_Extracted entries_
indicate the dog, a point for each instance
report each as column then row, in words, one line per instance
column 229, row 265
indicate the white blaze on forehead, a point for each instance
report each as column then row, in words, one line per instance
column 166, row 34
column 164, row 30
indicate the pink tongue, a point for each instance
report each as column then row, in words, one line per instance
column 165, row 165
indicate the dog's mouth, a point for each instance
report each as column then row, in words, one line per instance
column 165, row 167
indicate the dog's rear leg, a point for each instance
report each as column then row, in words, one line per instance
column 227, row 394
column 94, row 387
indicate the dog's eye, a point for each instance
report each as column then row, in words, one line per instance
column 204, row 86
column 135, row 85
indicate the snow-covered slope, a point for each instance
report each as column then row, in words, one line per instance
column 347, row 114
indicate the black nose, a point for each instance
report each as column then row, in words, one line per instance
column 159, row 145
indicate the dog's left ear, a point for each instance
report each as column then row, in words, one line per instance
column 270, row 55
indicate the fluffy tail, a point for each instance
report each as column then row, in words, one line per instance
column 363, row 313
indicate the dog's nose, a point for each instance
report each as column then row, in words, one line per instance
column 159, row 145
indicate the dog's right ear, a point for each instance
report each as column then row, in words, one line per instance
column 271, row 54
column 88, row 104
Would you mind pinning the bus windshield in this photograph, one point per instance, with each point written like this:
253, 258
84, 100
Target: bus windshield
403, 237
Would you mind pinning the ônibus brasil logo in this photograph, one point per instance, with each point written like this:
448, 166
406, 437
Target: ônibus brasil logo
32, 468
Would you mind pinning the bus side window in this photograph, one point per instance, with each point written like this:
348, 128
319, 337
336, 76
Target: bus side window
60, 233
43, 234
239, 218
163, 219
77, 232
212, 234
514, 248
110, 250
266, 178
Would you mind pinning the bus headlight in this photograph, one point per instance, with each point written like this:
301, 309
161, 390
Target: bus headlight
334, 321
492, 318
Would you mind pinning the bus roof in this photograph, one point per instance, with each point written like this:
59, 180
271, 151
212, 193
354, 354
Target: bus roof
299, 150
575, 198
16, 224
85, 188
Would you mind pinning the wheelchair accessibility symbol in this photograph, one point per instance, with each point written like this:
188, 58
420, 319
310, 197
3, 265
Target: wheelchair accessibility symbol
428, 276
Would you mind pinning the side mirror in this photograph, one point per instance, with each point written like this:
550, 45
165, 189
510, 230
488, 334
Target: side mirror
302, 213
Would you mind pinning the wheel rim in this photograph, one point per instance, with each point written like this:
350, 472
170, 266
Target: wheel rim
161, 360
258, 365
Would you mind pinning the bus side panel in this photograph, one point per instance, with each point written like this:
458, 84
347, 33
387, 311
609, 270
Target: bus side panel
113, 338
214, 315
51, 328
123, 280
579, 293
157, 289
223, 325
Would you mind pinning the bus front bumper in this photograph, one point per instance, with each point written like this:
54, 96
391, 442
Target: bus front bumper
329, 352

_Work required_
Go through the lines above. Select every one that has the string "nose".

_Exercise response_
indicate the black nose, a point for each instance
indicate the dog's nose, a point for each instance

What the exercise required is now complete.